• [Directions]:
Reproduce verbatim the stretch of the rows below that runs from the line containing "TARGET = wooden table" through the last line of the rows, including both of those lines.
* BEGIN *
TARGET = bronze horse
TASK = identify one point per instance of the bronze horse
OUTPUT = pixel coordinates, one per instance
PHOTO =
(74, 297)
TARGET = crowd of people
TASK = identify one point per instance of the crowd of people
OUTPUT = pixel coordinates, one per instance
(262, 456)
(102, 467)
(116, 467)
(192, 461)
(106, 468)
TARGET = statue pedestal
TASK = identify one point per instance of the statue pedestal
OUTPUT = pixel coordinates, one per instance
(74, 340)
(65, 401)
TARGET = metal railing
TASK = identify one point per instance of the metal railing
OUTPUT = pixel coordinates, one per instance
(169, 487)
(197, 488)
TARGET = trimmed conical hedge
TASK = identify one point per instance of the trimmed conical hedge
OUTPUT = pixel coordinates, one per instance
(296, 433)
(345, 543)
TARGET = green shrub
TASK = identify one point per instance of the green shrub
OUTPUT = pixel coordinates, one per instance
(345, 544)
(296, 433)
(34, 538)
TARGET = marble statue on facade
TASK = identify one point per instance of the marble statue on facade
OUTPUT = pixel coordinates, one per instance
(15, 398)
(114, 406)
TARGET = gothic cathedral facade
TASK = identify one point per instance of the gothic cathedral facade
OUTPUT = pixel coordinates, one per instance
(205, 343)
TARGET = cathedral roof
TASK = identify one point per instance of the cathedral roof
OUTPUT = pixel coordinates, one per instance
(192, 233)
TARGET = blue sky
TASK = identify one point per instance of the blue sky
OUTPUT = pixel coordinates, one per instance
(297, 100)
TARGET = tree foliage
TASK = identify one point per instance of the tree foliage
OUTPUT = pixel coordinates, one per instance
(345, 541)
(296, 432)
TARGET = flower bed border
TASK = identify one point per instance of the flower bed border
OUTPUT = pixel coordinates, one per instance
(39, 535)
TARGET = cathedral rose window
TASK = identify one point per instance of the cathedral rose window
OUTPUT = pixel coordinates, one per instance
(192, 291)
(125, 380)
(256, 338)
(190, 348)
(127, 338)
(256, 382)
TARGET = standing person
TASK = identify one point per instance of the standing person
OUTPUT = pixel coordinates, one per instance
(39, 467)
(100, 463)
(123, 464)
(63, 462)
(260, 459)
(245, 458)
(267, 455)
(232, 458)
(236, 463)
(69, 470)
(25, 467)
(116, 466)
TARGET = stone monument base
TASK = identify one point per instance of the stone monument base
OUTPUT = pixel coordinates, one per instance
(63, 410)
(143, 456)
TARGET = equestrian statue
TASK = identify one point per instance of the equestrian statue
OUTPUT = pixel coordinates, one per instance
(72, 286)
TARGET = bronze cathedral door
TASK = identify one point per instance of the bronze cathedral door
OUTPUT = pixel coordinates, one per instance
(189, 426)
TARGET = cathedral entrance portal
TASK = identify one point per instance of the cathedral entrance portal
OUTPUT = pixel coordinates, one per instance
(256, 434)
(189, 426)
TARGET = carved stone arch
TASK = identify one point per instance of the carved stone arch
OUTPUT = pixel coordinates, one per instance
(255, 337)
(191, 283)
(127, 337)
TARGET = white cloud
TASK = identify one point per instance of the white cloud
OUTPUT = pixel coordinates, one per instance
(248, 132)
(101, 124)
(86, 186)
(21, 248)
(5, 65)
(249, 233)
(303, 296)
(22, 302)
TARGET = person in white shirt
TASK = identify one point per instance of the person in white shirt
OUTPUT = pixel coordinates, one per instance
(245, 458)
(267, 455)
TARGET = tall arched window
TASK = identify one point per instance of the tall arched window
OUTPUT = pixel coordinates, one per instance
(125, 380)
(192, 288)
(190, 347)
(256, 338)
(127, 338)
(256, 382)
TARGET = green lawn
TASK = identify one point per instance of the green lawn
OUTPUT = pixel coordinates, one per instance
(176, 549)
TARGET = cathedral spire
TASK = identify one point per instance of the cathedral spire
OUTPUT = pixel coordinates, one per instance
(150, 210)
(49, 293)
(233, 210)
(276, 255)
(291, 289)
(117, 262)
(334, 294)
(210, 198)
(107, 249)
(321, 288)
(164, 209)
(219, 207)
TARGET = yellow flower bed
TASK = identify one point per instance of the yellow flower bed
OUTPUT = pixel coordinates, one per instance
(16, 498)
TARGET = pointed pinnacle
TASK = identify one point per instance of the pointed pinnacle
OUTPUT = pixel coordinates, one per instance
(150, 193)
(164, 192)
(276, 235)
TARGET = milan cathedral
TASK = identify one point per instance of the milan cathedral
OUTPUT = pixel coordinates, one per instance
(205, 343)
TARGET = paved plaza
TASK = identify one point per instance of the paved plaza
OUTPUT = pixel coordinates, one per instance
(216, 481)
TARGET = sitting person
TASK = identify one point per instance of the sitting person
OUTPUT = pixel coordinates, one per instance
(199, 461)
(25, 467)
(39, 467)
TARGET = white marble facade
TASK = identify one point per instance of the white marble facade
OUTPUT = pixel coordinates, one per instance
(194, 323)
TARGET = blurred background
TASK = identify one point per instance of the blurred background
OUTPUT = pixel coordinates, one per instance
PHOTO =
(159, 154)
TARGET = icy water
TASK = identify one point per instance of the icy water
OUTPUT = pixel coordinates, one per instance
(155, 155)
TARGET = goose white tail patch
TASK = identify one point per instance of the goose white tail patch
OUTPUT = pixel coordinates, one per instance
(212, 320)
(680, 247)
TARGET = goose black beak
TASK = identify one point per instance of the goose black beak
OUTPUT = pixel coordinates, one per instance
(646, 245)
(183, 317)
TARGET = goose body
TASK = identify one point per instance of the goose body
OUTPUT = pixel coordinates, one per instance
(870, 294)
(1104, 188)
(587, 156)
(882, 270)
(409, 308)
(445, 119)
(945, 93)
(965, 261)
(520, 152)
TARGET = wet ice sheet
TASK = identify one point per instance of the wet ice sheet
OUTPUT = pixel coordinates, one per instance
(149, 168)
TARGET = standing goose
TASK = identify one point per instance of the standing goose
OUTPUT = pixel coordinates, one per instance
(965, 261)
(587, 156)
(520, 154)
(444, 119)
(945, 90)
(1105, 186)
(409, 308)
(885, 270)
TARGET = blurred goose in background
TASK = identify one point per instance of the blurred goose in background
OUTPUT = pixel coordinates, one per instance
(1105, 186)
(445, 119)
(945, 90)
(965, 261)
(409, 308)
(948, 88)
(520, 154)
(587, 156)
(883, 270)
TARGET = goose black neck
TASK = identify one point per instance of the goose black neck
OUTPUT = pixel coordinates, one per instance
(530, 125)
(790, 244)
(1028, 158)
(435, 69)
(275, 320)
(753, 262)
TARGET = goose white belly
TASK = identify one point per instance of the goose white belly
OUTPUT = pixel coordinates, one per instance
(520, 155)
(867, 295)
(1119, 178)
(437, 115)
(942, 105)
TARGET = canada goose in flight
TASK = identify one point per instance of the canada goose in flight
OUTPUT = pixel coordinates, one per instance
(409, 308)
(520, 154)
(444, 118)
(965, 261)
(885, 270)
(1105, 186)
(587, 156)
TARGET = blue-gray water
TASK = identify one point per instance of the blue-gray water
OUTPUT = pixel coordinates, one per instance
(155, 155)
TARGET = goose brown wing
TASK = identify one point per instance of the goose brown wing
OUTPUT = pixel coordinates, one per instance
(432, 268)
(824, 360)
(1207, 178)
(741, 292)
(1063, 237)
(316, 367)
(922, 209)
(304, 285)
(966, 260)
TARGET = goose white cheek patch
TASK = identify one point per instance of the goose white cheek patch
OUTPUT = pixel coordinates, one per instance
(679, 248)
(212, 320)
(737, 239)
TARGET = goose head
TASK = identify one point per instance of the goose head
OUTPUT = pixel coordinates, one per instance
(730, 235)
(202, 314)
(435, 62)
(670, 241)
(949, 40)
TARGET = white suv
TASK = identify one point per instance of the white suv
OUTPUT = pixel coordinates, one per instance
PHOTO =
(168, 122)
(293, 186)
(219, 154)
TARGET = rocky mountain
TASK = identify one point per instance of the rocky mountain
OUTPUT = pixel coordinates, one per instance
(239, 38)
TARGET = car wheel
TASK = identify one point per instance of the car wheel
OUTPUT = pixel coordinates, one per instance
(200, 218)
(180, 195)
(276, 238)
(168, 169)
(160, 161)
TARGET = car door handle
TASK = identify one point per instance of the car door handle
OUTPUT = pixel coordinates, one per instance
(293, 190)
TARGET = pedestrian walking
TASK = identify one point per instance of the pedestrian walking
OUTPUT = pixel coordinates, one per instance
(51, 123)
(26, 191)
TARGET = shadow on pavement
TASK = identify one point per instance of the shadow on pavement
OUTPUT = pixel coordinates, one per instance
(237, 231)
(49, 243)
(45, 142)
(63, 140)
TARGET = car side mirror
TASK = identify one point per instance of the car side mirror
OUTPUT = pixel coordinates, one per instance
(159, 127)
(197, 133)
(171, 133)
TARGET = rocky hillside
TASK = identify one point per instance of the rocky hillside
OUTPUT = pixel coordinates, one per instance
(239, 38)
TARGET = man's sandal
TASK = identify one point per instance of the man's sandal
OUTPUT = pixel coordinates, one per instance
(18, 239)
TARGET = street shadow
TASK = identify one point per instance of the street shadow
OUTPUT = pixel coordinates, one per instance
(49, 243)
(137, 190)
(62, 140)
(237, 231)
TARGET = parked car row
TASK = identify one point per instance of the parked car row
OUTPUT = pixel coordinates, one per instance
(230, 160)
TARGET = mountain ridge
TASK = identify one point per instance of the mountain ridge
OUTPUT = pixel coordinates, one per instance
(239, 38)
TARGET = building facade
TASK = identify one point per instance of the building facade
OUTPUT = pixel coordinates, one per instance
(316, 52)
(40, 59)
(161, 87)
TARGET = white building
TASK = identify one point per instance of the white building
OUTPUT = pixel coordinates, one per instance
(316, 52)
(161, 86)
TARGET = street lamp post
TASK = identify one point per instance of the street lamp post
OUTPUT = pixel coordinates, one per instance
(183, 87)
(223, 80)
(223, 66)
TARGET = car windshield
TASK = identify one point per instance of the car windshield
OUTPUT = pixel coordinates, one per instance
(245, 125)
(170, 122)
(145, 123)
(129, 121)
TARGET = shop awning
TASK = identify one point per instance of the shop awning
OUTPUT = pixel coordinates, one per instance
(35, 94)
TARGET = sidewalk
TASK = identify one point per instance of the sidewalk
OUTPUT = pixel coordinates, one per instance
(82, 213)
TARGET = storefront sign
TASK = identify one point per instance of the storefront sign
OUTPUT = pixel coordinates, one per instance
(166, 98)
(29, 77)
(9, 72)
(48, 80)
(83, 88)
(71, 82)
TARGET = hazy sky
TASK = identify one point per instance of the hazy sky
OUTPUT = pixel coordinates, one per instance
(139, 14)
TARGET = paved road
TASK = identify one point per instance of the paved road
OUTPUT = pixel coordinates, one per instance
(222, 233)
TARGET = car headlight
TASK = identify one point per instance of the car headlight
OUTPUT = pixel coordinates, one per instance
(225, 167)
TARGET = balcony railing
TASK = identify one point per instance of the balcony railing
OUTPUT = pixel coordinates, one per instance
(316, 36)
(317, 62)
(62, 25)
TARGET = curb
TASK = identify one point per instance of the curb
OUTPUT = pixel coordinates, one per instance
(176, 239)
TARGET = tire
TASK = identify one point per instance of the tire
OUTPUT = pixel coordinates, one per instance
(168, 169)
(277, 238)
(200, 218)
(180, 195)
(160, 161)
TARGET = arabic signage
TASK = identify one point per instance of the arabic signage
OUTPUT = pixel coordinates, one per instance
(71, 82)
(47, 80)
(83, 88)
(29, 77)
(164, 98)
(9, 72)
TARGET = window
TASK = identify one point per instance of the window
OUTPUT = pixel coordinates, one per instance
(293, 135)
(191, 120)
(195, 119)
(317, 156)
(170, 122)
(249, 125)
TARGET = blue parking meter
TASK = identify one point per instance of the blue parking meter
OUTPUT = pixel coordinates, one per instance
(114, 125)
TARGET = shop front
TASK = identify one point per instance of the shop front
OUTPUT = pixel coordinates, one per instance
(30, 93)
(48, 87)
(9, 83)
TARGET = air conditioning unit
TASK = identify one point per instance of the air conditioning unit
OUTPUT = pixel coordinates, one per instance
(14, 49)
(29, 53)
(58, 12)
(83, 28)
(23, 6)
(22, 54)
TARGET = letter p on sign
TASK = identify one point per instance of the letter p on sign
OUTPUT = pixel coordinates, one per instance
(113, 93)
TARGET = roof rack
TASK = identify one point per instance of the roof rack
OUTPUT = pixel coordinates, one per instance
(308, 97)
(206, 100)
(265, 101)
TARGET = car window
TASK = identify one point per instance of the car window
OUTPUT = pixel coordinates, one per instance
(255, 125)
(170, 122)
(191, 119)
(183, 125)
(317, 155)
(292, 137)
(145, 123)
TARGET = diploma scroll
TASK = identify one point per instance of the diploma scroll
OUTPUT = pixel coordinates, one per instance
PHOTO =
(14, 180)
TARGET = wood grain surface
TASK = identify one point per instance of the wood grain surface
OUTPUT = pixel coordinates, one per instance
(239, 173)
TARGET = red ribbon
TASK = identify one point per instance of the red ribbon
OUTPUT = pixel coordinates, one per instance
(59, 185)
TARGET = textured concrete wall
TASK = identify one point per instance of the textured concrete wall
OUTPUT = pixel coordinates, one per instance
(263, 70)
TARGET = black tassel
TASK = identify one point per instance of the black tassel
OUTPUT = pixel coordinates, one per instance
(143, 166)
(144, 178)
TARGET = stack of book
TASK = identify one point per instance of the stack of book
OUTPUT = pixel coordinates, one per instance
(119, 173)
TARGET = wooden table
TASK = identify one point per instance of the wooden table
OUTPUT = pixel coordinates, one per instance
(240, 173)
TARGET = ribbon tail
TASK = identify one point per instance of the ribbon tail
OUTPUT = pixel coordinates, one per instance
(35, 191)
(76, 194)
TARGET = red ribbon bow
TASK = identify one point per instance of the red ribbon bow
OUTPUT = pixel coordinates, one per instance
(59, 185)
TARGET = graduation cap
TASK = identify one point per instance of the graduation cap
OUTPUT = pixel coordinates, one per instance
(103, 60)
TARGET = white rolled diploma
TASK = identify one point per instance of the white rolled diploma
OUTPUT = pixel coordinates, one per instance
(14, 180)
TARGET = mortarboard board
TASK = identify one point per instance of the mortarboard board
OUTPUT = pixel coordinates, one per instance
* END *
• [Task output]:
TARGET = wooden table
TASK = identify one point per instance of the wooden table
OUTPUT = pixel coordinates, one per instance
(240, 173)
TARGET = ribbon tail
TASK = identify one point per instance of the ribbon tail
OUTPUT = pixel coordinates, one per instance
(35, 191)
(76, 194)
TARGET = red ribbon bow
TASK = identify one point per instance of the red ribbon bow
OUTPUT = pixel coordinates, one per instance
(59, 185)
TARGET = graduation cap
TASK = identify one point per instance of the graduation cap
OUTPUT = pixel coordinates, one per instance
(103, 60)
TARGET = white rolled diploma
TASK = identify one point per instance of the white rolled diploma
OUTPUT = pixel coordinates, one per instance
(14, 180)
TARGET = mortarboard board
TASK = identify one point per instance of the mortarboard board
OUTPUT = pixel coordinates, one per instance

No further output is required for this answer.